TRAVAIL DEMANDÉ 1
Dans l'extrait choisi, de quel prénom Assia est-il le diminutif ?
TRAVAIL DEMANDÉ 2
Restituez sans rien changer le passage de l'extrait choisi qui s'ouvre sur les mots contenant « Assia est donc » et se clôt sur « tout autre histoire. ».

EXTRAIT CHOISI
──────────────────────────────

Assia est donc un prénom typiquement juif de l'Europe de l'Est bizarrement donné aux 2 sexes. En fait, c'est le diminutif de Menashe, son prénom de naissance.
Il existe aussi une jeune femme arabe en Ontario au Canada qui se nomme Assia Beauty, mais cela est évidemment une tout autre histoire.

Avant d'entamer quelques épisodes dans la longue existence de Menashe Bat Genstein (son nom de baptême) un mot sur sa petite-fille et auteure.

Marguerite Bérard a un curriculum à rendre jaloux la plupart de nous autres, simples citoyens. Major de sa promotion à l'ENA, 2002-2004, à 26 ans, et après des diplômes à l'IEP (Institut d'Études Politiques) de Paris et l'université de Princeton aux États-Unis, la 6e meilleure du globe (selon le classement officiel qui vient d'être publié). Chose plutôt rare, ses parents sont aussi des énarques : son père, Jean-Michel, a été préfet et sa mère, Marie-Hélène Bérard-Genstein, a été conseillère de Simone Veil, Raymond Barre et Jacques Chirac.

──────────────────────────────

MATÉRIEL FOURNI
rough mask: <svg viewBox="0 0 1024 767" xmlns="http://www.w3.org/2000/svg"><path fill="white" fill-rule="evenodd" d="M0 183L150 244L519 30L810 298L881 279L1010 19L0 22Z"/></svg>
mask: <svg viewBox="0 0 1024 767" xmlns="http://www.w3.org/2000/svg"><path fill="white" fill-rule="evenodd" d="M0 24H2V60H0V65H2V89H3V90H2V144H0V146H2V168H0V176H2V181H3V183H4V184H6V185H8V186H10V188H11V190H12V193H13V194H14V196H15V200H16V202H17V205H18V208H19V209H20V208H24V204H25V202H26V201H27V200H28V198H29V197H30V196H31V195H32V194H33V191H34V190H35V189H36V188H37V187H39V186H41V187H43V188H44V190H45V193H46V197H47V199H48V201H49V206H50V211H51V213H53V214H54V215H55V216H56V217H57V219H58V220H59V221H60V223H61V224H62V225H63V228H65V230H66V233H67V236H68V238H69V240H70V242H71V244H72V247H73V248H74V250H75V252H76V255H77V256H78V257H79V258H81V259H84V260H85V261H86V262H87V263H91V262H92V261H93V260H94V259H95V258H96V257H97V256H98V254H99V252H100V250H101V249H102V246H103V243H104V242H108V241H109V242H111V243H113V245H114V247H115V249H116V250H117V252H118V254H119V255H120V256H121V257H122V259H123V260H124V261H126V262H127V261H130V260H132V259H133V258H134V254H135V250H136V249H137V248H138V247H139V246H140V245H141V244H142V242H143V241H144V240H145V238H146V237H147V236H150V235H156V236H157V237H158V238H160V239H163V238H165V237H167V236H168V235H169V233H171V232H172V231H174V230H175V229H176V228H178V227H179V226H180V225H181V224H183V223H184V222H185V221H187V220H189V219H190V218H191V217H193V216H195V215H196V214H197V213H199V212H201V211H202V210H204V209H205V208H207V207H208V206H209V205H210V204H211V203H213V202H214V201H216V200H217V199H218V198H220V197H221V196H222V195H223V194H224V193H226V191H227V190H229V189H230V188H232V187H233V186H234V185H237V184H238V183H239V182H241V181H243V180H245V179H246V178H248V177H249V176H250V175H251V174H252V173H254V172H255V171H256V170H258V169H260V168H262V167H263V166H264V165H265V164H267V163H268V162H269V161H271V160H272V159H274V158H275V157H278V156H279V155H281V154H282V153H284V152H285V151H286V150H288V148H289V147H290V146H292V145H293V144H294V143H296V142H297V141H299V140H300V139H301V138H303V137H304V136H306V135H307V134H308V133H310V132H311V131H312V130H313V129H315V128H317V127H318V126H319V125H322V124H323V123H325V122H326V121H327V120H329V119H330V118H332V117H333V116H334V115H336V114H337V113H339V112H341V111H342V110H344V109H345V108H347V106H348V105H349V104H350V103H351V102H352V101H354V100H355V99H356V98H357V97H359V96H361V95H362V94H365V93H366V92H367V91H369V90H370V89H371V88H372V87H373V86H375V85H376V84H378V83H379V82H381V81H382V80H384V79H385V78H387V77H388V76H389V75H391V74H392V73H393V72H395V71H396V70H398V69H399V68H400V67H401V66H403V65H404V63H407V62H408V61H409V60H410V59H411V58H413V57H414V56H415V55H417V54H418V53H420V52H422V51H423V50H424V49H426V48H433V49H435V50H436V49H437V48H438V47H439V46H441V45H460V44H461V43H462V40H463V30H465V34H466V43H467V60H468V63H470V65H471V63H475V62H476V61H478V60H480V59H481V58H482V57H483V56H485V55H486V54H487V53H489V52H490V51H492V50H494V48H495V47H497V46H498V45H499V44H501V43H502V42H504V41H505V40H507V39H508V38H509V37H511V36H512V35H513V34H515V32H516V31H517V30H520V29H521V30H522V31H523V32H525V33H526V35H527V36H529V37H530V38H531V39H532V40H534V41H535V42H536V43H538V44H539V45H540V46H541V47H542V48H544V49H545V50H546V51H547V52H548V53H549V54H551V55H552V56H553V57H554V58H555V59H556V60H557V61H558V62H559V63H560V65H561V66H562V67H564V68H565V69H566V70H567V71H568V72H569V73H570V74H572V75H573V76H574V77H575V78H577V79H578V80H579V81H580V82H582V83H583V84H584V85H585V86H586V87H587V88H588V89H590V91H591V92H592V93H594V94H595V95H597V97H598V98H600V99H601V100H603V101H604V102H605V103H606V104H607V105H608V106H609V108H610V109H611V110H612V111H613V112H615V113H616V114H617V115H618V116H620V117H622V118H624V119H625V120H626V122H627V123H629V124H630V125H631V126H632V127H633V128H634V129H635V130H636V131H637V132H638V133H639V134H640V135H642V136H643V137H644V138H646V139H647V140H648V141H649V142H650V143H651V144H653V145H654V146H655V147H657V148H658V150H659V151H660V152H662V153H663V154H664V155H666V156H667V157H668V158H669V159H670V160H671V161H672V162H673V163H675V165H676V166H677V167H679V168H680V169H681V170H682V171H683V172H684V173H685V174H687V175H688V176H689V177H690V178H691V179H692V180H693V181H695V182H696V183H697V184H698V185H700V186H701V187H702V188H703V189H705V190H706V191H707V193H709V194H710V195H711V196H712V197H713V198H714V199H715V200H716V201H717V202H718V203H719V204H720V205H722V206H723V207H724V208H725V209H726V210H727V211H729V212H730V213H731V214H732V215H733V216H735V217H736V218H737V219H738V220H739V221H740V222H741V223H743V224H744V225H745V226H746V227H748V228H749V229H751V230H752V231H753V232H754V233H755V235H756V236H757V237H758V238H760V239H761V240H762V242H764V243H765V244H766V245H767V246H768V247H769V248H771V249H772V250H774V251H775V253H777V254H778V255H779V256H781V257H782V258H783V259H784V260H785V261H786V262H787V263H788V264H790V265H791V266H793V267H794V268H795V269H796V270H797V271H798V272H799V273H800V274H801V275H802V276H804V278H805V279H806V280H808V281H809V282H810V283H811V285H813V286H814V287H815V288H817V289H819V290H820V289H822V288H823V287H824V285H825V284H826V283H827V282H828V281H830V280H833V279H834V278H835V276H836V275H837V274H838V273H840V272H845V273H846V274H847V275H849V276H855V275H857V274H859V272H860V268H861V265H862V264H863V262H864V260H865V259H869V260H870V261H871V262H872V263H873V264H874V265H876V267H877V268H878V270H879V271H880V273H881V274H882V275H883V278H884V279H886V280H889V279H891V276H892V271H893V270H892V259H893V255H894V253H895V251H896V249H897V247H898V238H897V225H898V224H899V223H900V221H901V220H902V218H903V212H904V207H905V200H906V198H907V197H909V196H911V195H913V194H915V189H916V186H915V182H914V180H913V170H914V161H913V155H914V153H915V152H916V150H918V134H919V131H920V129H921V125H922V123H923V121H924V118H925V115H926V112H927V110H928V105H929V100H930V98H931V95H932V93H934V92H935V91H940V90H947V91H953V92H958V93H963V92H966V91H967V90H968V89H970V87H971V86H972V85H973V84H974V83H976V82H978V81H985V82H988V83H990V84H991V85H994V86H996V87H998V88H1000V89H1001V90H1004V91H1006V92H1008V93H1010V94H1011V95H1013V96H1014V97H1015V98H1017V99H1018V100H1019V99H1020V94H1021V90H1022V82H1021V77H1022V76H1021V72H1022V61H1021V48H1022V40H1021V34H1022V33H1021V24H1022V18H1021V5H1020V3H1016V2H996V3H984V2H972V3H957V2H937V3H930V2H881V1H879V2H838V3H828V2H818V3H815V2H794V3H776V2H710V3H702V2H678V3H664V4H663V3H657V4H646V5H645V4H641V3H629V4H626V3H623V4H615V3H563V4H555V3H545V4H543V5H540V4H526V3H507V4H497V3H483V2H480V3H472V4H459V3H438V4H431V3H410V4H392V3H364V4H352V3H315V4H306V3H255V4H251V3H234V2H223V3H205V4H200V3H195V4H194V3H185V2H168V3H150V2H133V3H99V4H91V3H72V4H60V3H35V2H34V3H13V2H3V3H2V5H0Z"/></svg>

──────────────────────────────

VOTRE SOLUTION 1
De Menashe.

VOTRE SOLUTION 2
Assia est donc un prénom typiquement juif de l'Europe de l'Est bizarrement donné aux 2 sexes. En fait, c'est le diminutif de Menashe, son prénom de naissance.
Il existe aussi une jeune femme arabe en Ontario au Canada qui se nomme Assia Beauty, mais cela est évidemment une tout autre histoire.